=== What to work on ===
Copy every one of the items below, reproducing each line without any change.

=== Part of a data file ===
———
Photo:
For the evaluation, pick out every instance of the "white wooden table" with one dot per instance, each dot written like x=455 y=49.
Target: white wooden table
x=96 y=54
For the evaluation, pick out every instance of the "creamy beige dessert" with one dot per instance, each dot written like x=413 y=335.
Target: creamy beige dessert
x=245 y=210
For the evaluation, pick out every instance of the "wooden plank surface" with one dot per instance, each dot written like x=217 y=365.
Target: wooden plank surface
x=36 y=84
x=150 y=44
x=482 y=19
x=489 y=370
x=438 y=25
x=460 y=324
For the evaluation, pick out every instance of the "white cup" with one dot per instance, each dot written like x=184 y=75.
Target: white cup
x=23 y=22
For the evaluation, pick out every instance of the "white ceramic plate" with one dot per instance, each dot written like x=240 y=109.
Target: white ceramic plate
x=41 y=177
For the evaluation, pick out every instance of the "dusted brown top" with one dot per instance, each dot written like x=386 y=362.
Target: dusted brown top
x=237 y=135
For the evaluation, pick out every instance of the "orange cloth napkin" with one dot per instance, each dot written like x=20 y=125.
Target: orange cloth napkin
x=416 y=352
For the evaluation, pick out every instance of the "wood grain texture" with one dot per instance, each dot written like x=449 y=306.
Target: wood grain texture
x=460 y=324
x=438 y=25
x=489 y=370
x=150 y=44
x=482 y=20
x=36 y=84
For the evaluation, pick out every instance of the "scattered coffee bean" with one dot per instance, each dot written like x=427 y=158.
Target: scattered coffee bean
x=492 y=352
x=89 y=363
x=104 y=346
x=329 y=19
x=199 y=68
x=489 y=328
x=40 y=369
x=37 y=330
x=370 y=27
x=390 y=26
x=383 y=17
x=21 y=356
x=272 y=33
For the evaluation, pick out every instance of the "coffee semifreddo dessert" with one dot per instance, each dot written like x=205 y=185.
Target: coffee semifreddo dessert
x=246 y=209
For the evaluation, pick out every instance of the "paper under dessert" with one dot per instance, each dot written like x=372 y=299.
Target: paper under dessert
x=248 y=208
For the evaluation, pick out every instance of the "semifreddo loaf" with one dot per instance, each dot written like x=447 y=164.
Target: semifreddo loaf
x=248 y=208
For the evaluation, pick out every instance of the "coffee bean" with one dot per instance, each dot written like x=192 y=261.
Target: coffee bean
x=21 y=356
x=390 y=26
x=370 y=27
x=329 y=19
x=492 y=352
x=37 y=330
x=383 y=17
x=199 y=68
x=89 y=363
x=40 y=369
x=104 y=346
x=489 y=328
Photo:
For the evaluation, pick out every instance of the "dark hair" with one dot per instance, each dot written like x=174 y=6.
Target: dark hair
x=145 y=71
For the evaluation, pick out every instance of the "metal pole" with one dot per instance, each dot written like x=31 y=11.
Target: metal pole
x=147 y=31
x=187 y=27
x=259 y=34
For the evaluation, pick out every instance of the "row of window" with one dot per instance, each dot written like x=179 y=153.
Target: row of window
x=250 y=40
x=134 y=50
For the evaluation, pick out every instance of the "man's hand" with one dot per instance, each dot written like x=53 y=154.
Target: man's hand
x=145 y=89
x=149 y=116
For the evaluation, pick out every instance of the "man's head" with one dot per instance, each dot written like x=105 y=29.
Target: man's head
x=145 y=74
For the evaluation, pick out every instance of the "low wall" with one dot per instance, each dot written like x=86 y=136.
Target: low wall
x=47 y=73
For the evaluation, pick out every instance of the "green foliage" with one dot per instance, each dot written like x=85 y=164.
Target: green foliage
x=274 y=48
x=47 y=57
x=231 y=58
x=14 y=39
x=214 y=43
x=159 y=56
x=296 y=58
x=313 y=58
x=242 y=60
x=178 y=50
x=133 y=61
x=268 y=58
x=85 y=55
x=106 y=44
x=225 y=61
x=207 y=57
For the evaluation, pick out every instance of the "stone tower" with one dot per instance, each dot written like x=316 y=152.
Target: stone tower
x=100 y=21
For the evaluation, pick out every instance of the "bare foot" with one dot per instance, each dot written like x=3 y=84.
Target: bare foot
———
=== Reply ===
Photo:
For the evaluation, pick out every instance of the "white wooden table" with one dot per instance, each dot written like x=455 y=49.
Target: white wooden table
x=96 y=54
For the evaluation, pick out every instance of the "creamy beige dessert" with one dot per instance, each dot written like x=413 y=335.
Target: creamy beige dessert
x=245 y=210
For the evaluation, pick out every instance of the "wooden plank surface" with one dot per instance, each dot written like x=217 y=365.
Target: wooden plank surface
x=36 y=84
x=150 y=44
x=482 y=19
x=489 y=370
x=438 y=25
x=460 y=324
For the evaluation, pick out every instance of the "white cup" with one dot per instance, each dot written like x=184 y=75.
Target: white cup
x=23 y=22
For the evaluation, pick out every instance of the "white ceramic plate" with one dot per instance, each dot written like x=240 y=109.
Target: white ceramic plate
x=41 y=177
For the evaluation, pick out every instance of the "dusted brown top" with one dot per instance, each dot written like x=386 y=362.
Target: dusted brown top
x=237 y=135
For the evaluation, pick out every instance of the "orange cloth napkin" with one dot per instance, each dot written like x=20 y=125.
Target: orange cloth napkin
x=416 y=352
For the evaluation, pick out every instance of the "wood grain texture" with one dot per instance, each dot written like x=449 y=306.
Target: wood grain texture
x=460 y=324
x=438 y=25
x=489 y=370
x=150 y=44
x=482 y=20
x=36 y=84
For the evaluation, pick out every instance of the "scattered coffee bean" with one dot per instance, each dot written like x=427 y=158.
Target: scattered coffee bean
x=492 y=352
x=89 y=363
x=104 y=346
x=329 y=19
x=199 y=68
x=489 y=328
x=40 y=369
x=37 y=330
x=370 y=27
x=390 y=26
x=383 y=17
x=21 y=356
x=272 y=33
For the evaluation, pick out every instance of the "coffee semifreddo dessert" with one dot per instance, each dot written like x=205 y=185.
Target: coffee semifreddo dessert
x=246 y=209
For the evaluation, pick out every instance of the "paper under dessert" with one dot per instance, each dot written like x=372 y=299.
Target: paper under dessert
x=248 y=208
For the evaluation, pick out every instance of the "semifreddo loaf" with one dot per instance, each dot written like x=447 y=164.
Target: semifreddo loaf
x=248 y=208
For the evaluation, pick out every instance of the "coffee bean" with one dot per instance, each dot written like x=192 y=261.
Target: coffee bean
x=21 y=356
x=390 y=26
x=370 y=27
x=329 y=19
x=492 y=352
x=37 y=330
x=383 y=17
x=199 y=68
x=89 y=363
x=40 y=369
x=104 y=346
x=489 y=328
Photo:
For the evaluation, pick out every instance of the "dark hair" with one dot per instance, each dot written like x=174 y=6.
Target: dark hair
x=145 y=71
For the evaluation, pick out every instance of the "metal pole" with one dot per instance, each dot written like x=31 y=11.
Target: metal pole
x=147 y=31
x=187 y=27
x=259 y=34
For the evaluation, pick out every instance of the "row of window" with one dot per instance, each dot written like x=179 y=153.
Target: row of window
x=250 y=40
x=134 y=50
For the evaluation, pick out every instance of the "man's hand" with one dot per instance, each dot written like x=53 y=154.
Target: man's hand
x=145 y=89
x=149 y=116
For the evaluation, pick out every instance of the "man's head" with one dot per instance, each dot written like x=105 y=29.
Target: man's head
x=145 y=74
For the evaluation, pick out every instance of the "low wall" with one dot per instance, each dot written like x=86 y=136.
Target: low wall
x=47 y=73
For the evaluation, pick out every instance of the "green foliage" with one dot per instance, each dot written like x=85 y=164.
Target: green foliage
x=274 y=48
x=47 y=57
x=231 y=58
x=14 y=39
x=214 y=43
x=159 y=56
x=296 y=58
x=313 y=58
x=242 y=60
x=178 y=50
x=133 y=61
x=268 y=58
x=85 y=55
x=106 y=44
x=225 y=61
x=207 y=57
For the evaluation, pick out every instance of the "stone tower" with one dot per instance, each dot written like x=316 y=152.
Target: stone tower
x=100 y=21
For the evaluation, pick out every instance of the "bare foot" with one dot per instance, each dot written like x=3 y=84.
Target: bare foot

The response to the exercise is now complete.